I went to Cuba to see for myself what all the fuss
was about. It was during the tiny window provided by the Obama administration
in an attempt to assuage relationships with that terrible, awful, despicable, communist country sitting a mere 90 miles from Key West. Fortunately, Trump has tightened travel there for us Americans and has thereby refused our
supporting such an awful place (though the rest of the world is having a ball
down there). By the way I found none of those things to be true and I still
wonder about a country as great as ours being fearful that we citizens may be
polluted by the Communist style of life nearly lapping at our shores. You may
remember that I wrote a piece about the Cuban tax system which since 2012 is
looking more and more like the mess we have here in the United States but at
the same time stimulating that dirty word “capitalism.” So it is with great
interest that I have followed the story of the “secret weapon” used by the
Cubans to mess with the brains of our diplomats and their staff right in the
middle of old Havana. A recent article in the New York Times said that a study
reported “trauma in brains” of diplomats. Apparently in 2016 dozens of United
States diplomats working in Cuba began reporting mental symptoms: persistent
headaches, vertigo, blurred vision and hearing phantom sounds. Since then,
according to the Times, scientists and commentators have groped for plausible
explanations. What could it be? Deliberate physical attacks involving
microwaves or such other technology or were psychological factors subconscious
yet mind-altering the more likely the cause? How silly. Anyone who was been to
Cuba and spent any time at all there knows exactly what is going on with these
diplomats. It’s a three letter word. No not that one. Cubans are fond of saying
they do not have a drug problem not because the Cuban people are happier than
we Americans but because they have found an alternate route to Nirvana. RUM.

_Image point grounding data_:

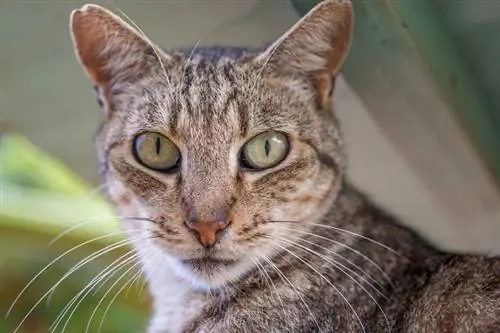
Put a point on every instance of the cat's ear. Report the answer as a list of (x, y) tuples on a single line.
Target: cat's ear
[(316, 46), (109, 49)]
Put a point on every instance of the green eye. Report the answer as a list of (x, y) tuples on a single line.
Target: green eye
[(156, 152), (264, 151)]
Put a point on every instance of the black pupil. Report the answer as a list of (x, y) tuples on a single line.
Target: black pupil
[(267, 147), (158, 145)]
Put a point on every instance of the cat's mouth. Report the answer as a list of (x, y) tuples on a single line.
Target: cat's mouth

--

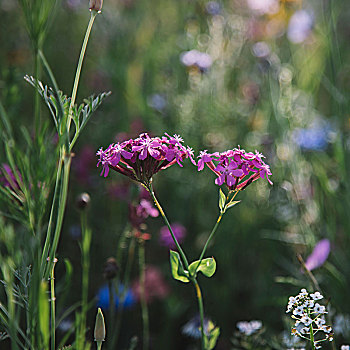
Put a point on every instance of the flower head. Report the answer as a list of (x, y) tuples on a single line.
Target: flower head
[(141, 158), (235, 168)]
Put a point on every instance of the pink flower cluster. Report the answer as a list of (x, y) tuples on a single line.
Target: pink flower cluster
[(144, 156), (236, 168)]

_SET OF TASKS_:
(a) In the piece about Cuba, what symptoms did U.S. diplomats working in Cuba begin reporting in 2016?
(b) Write the next part of the piece about Cuba, picking up right after its final sentence.
This data was taken from a different source than the text.

_ANSWERS BY TASK_:
(a) They reported persistent headaches, vertigo, blurred vision and hearing phantom sounds.

(b)
Now the brew you can get in Cuba is not regulated as it is here in the United
States. One glass with some Coca-Cola can give you a pleasant buzz. The next glass
from a different bottle could send you into the stratosphere and with it will
certainly eventually go a doozy of a headache, vertigo, blurred vision and
plenty of phantom sounds. So with all due respect to the ailing diplomats for
which partying is a way of life I suggest there is no secret weapon in Cuba
except the one found right under their nose at least when a good chilled glass
is being tipped there. I am amazed that all those really smart scientists doing
their “studies” didn’t come up with the same conclusion. But then again they’ve
never been to Cuba and perhaps suggesting a chronic hangover instead of a
“secret weapon” wouldn’t do much to scare the US population.